(WHAT THE EXERCISE ASKS):
Enter each line of the rows below as a separate string in a JSON list, omitting any blank lines.

(SUPPLIED MATERIAL):
══════
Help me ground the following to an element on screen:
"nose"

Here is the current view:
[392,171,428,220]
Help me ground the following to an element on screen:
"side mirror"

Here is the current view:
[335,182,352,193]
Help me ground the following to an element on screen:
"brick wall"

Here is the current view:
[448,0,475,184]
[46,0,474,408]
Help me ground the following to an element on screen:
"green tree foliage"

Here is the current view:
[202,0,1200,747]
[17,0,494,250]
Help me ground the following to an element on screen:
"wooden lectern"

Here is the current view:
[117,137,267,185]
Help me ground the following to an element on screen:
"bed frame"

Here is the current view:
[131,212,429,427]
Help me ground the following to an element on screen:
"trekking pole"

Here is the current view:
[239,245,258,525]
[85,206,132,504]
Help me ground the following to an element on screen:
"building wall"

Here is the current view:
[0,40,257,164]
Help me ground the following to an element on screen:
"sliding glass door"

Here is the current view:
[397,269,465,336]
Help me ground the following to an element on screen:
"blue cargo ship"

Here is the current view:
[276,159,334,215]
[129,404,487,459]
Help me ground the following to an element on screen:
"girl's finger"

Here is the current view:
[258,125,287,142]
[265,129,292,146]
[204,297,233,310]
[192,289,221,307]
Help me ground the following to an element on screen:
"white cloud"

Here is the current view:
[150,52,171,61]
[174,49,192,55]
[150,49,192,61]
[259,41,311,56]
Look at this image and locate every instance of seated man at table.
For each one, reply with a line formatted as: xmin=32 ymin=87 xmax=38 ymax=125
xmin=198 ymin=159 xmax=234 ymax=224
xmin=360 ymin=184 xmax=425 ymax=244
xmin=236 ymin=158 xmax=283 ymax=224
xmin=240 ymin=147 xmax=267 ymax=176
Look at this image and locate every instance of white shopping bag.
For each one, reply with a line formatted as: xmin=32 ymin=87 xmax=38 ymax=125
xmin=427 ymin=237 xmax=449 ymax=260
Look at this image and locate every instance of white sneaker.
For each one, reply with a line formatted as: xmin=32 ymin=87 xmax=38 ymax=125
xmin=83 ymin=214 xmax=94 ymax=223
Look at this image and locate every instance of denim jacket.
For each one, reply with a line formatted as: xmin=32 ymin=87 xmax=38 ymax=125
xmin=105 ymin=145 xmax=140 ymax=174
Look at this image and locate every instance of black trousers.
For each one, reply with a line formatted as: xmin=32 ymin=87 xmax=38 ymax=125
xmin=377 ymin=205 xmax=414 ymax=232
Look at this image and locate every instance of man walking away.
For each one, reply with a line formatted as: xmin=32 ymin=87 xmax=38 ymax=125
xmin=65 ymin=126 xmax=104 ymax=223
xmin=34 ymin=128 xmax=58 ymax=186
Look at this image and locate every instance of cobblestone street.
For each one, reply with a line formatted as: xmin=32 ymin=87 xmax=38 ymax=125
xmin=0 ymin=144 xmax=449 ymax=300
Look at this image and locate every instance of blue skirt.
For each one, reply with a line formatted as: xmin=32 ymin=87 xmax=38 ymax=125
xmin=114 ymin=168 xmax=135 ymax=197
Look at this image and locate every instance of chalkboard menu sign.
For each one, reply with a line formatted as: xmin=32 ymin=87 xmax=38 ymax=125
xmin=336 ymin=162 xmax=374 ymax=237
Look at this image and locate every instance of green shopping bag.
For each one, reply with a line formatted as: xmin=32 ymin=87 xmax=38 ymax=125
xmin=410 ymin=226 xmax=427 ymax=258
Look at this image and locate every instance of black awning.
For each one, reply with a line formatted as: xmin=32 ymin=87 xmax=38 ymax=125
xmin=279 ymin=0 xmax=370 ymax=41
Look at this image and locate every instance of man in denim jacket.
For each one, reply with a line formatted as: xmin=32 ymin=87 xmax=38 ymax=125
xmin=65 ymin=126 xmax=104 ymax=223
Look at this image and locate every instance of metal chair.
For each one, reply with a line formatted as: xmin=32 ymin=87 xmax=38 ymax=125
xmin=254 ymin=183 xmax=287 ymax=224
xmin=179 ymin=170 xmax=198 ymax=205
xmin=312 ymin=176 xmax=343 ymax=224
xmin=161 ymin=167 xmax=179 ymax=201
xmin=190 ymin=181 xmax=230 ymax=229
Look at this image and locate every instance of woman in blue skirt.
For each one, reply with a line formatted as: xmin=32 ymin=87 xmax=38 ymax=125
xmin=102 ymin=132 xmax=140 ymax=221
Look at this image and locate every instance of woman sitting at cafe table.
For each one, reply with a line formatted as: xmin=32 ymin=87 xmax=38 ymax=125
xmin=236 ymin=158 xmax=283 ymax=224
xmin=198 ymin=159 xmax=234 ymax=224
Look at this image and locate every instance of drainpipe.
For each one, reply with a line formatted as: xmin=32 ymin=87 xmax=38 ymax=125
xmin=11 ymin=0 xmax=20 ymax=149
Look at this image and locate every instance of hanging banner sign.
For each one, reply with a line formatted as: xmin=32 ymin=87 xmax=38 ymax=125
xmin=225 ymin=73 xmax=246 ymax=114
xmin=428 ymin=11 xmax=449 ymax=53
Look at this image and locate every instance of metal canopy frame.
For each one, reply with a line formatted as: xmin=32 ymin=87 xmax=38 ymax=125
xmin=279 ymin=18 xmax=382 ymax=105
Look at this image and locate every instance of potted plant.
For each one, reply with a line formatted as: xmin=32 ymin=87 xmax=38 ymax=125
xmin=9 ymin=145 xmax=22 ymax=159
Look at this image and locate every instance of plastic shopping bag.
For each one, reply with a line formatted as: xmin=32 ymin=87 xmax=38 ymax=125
══════
(RESPONSE TO THE TASK):
[
  "Help me ground the following to an element on screen:",
  "\"nose\"",
  "Here is the current view:",
  "[392,171,428,220]",
  "Help me ground the following to an element on screen:",
  "\"side mirror\"",
  "Here is the current view:",
  "[335,182,352,193]",
  "Help me ground the following to an element on screen:",
  "\"brick wall\"",
  "Here is the current view:",
  "[448,0,475,184]",
  "[46,0,474,408]",
  "Help me ground the following to an element on screen:",
  "\"green tree foliage\"",
  "Here is the current view:",
  "[202,0,1200,747]",
  "[17,0,494,250]",
  "Help me ground the following to an element on screen:",
  "\"wooden lectern\"",
  "Here is the current view:",
  "[117,137,267,185]",
  "Help me ground the following to an element on screen:",
  "\"bed frame\"",
  "Here is the current view:",
  "[131,212,429,427]",
  "Help me ground the following to an element on screen:",
  "\"trekking pole\"",
  "Here is the current view:",
  "[239,245,258,525]",
  "[85,206,132,504]",
  "Help me ground the following to an element on screen:",
  "\"building wall\"",
  "Here is the current view:",
  "[0,40,257,164]",
  "Help me ground the following to an element on screen:",
  "\"sliding glass door\"",
  "Here is the current view:",
  "[397,269,465,336]",
  "Help me ground the following to an element on screen:",
  "\"blue cargo ship\"",
  "Here is the current view:",
  "[276,159,334,215]",
  "[129,404,487,459]",
  "Help me ground the following to an element on screen:",
  "\"girl's finger\"",
  "Here is the current view:",
  "[258,125,287,142]",
  "[265,129,292,146]",
  "[204,297,233,310]",
  "[192,289,221,307]",
  "Help me ground the following to an element on screen:",
  "\"white cloud\"",
  "Here is the current view:",
  "[150,52,171,61]",
  "[174,49,192,55]",
  "[150,49,192,61]",
  "[259,41,311,56]",
  "Look at this image and locate every instance of seated man at table.",
  "For each one, reply with a line formatted as: xmin=32 ymin=87 xmax=38 ymax=125",
  "xmin=198 ymin=159 xmax=234 ymax=224",
  "xmin=360 ymin=184 xmax=425 ymax=244",
  "xmin=236 ymin=158 xmax=283 ymax=224",
  "xmin=240 ymin=147 xmax=267 ymax=176",
  "Look at this image and locate every instance of white shopping bag.",
  "For each one, reply with a line formatted as: xmin=32 ymin=87 xmax=38 ymax=125",
  "xmin=427 ymin=237 xmax=449 ymax=260",
  "Look at this image and locate every instance of white sneaker.",
  "For each one, reply with a line formatted as: xmin=32 ymin=87 xmax=38 ymax=125",
  "xmin=83 ymin=214 xmax=94 ymax=223",
  "Look at this image and locate every instance of denim jacket.",
  "For each one, reply with a line formatted as: xmin=32 ymin=87 xmax=38 ymax=125",
  "xmin=105 ymin=145 xmax=140 ymax=174",
  "Look at this image and locate every instance of black trousers.",
  "For each one, reply with a line formatted as: xmin=32 ymin=87 xmax=38 ymax=125",
  "xmin=377 ymin=205 xmax=414 ymax=232",
  "Look at this image and locate every instance of man walking away.",
  "For each one, reply with a line formatted as: xmin=32 ymin=87 xmax=38 ymax=125",
  "xmin=65 ymin=126 xmax=104 ymax=223",
  "xmin=34 ymin=128 xmax=58 ymax=186",
  "Look at this image and locate every instance of cobblestone street.",
  "For each one, reply with a line formatted as: xmin=32 ymin=87 xmax=38 ymax=125",
  "xmin=0 ymin=144 xmax=449 ymax=300",
  "Look at this image and locate every instance of blue skirt.",
  "For each one, reply with a line formatted as: xmin=32 ymin=87 xmax=38 ymax=125",
  "xmin=114 ymin=168 xmax=135 ymax=197",
  "Look at this image and locate every instance of chalkboard menu sign.",
  "For each one, reply with a line formatted as: xmin=32 ymin=87 xmax=38 ymax=125",
  "xmin=336 ymin=162 xmax=374 ymax=237",
  "Look at this image and locate every instance of green shopping bag.",
  "For each one, reply with a line formatted as: xmin=32 ymin=87 xmax=38 ymax=125",
  "xmin=410 ymin=226 xmax=427 ymax=258",
  "Look at this image and locate every instance of black awning.",
  "For each one, reply with a line formatted as: xmin=32 ymin=87 xmax=38 ymax=125",
  "xmin=279 ymin=0 xmax=370 ymax=41",
  "Look at this image and locate every instance of man in denim jacket.",
  "For each one, reply with a line formatted as: xmin=32 ymin=87 xmax=38 ymax=125",
  "xmin=65 ymin=126 xmax=104 ymax=223",
  "Look at this image and locate every instance of metal chair.",
  "For each one, reply with a line formatted as: xmin=32 ymin=87 xmax=38 ymax=125",
  "xmin=254 ymin=183 xmax=287 ymax=224",
  "xmin=179 ymin=170 xmax=198 ymax=205",
  "xmin=312 ymin=176 xmax=343 ymax=224",
  "xmin=161 ymin=167 xmax=179 ymax=201",
  "xmin=190 ymin=181 xmax=230 ymax=229",
  "Look at this image and locate every instance of woman in blue skirt.",
  "For each one, reply with a line formatted as: xmin=32 ymin=87 xmax=38 ymax=125",
  "xmin=102 ymin=132 xmax=140 ymax=221",
  "Look at this image and locate every instance of woman sitting at cafe table.",
  "For each one, reply with a line formatted as: xmin=32 ymin=87 xmax=38 ymax=125",
  "xmin=236 ymin=158 xmax=283 ymax=224",
  "xmin=198 ymin=159 xmax=234 ymax=224",
  "Look at this image and locate every instance of drainpipe.",
  "For each one, reply with a line formatted as: xmin=32 ymin=87 xmax=38 ymax=125",
  "xmin=11 ymin=0 xmax=20 ymax=149",
  "Look at this image and locate every instance of hanging banner sign.",
  "For each one, reply with a line formatted as: xmin=32 ymin=87 xmax=38 ymax=125",
  "xmin=225 ymin=73 xmax=246 ymax=114",
  "xmin=428 ymin=11 xmax=449 ymax=53",
  "Look at this image and locate every instance of metal canopy frame.",
  "For each one, reply with a line formatted as: xmin=32 ymin=87 xmax=38 ymax=125",
  "xmin=279 ymin=18 xmax=382 ymax=105",
  "Look at this image and locate every instance of potted plant.",
  "For each one, reply with a line formatted as: xmin=32 ymin=87 xmax=38 ymax=125",
  "xmin=9 ymin=145 xmax=22 ymax=159",
  "Look at this image and locate every instance of plastic shopping bag.",
  "For each one, reply with a line formatted as: xmin=32 ymin=87 xmax=38 ymax=125"
]